Data records:
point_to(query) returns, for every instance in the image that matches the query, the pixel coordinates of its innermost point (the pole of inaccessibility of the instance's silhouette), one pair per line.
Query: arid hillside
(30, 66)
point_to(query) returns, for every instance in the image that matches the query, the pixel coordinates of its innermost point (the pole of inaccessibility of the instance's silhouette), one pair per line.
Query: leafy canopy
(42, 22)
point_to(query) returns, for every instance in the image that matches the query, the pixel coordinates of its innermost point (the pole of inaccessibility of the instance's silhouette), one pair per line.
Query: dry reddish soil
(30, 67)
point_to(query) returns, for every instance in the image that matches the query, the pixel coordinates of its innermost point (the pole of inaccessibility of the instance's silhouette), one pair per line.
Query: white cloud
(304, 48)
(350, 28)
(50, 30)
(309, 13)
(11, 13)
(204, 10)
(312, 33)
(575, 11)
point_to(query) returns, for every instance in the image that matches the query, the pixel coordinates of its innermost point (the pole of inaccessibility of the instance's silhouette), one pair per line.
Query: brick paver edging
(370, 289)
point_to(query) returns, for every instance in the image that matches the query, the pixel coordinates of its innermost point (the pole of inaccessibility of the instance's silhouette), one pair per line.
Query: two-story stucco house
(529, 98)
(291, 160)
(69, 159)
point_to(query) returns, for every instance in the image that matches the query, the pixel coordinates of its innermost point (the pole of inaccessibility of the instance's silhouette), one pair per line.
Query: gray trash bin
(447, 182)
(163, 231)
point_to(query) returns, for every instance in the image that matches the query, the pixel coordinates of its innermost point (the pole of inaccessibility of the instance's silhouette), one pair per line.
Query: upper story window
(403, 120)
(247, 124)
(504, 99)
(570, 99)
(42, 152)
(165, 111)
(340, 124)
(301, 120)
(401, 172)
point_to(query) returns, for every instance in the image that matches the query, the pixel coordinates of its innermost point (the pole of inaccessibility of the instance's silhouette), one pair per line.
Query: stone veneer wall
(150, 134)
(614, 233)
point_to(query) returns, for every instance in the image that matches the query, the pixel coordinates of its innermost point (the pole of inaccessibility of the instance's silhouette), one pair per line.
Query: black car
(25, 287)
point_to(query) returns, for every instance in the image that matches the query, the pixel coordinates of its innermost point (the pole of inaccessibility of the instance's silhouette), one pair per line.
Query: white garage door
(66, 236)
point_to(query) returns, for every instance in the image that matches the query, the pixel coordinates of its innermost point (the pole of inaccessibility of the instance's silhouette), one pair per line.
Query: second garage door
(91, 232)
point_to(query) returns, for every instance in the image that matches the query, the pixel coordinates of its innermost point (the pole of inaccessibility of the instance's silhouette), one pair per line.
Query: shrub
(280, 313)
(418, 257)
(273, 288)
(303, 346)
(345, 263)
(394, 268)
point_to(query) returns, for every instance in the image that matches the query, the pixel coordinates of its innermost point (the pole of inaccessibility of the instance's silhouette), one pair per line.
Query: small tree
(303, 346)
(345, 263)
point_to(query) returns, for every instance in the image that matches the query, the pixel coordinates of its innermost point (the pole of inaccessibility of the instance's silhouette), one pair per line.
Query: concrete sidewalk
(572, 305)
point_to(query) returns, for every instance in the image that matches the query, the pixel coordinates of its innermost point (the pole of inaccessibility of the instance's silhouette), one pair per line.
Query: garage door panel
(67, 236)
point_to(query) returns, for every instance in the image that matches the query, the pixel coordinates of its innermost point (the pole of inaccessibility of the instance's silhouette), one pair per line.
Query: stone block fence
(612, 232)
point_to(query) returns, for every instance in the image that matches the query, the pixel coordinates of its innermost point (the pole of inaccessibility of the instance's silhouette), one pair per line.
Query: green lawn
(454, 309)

Description of the task:
Give an exact copy of all the material above.

Expected output:
point_to(query) returns, for every instance in the image that matches the query, the pixel coordinates of its innermost point (the pole of inaccessibility of the instance's silhouette), one pair per line.
Query: arid hillside
(30, 66)
point_to(query) returns, for every instance in the image that matches the query, the pixel coordinates of its innermost point (the pole of inaccessibility of the instance's silhouette), one pair per line.
Query: leafy canopy
(42, 22)
point_to(query) returns, for every instance in the image that matches the query, the pixel coordinates of its innermost point (the pole of inaccessibility of the instance's silhouette), one pair per line.
Query: dry reddish soil
(30, 67)
point_to(query) returns, for every instance in the image that matches the query, the pixel coordinates of its innermost point (the pole of inaccessibility of the instance's silhouette), one pair per line.
Query: white cloud
(304, 48)
(350, 28)
(50, 30)
(309, 13)
(11, 13)
(204, 10)
(312, 33)
(575, 11)
point_to(query) returns, for every instance in the image that matches the query, the pixel coordinates of its innermost point (the pole of inaccessibility of the instance's silhouette), one pair per line.
Query: brick paver edging
(370, 289)
point_to(query) returns, for every instance in the image that matches the query, the pixel coordinates of its innermost point (the pole of inaccessibility of the instance's silhouette), one pair per line.
Query: two-story stucco house
(529, 98)
(291, 160)
(69, 159)
point_to(query) returns, for every instance in the image that matches the query, the pixel coordinates of its innermost point (the pole of inaccessibility of the instance's silhouette), one pair per line.
Query: gray trash bin
(447, 182)
(163, 231)
point_to(query) returns, for every instance in the image that matches the query, the pixel coordinates of its innermost point (the pole of inaccessibility of the instance's silhouette), one pair per line.
Query: upper story window
(403, 120)
(247, 124)
(504, 99)
(570, 99)
(42, 152)
(165, 111)
(340, 124)
(301, 120)
(401, 172)
point_to(query) returns, for every instance in the image that matches the query, the pixel coordinates of its innermost point (the pole of inaccessibility of the instance's silhouette), one pair per line.
Query: stone veneer wall
(150, 134)
(614, 233)
point_to(query) returns, for every instance in the image that matches the query, the pixel coordinates of its innermost point (the pole of inaccessibility of the instance's silhouette), one pair per line.
Query: black car
(25, 287)
point_to(query) returns, for every instance in the image that matches the query, the pixel coordinates of its innermost point (the pole of inaccessibility of the instance's silhouette), one pair per line.
Query: white garage door
(66, 236)
point_to(query) returns, for every instance in the image that matches the query, the pixel coordinates of its innermost point (the pole of inaccessibility of the instance's silhouette), one pair per line.
Query: second garage door
(91, 232)
point_to(query) returns, for every instance in the image that matches the query, the pixel coordinates of its innermost point (the pole of inaccessibility of the instance's silhouette), one pair per line.
Query: shrub
(280, 313)
(418, 257)
(273, 288)
(303, 346)
(345, 263)
(394, 268)
point_to(query) returns, for every instance in the image that matches the query, the pixel coordinates of its innermost point (the pole of inaccessibility of the instance's silhouette), one pair per line.
Query: small tree
(303, 346)
(345, 263)
point_to(query) returns, for every instance in the image that matches the query, the pixel coordinates of its innermost point (the pole of inaccessibility of the instance's silhouette), one pair per line.
Query: concrete sidewalk
(572, 305)
point_to(query) returns, for every instance in the image that matches the query, the pixel coordinates of its innermost point (the pole of inaccessibility of the instance's silhouette), one pair per line.
Query: garage door panel
(67, 236)
point_to(query) returns, for every instance in the image that matches the query, the pixel coordinates of its innermost point (the pole of inaccessibility of the instance's silhouette), one pair per line.
Query: stone block fence
(612, 232)
point_to(query) returns, for every instance in the image that matches the query, the pixel coordinates of its innermost point (the pole of inaccessibility of the instance's silhouette), one pair per line.
Query: green lawn
(454, 309)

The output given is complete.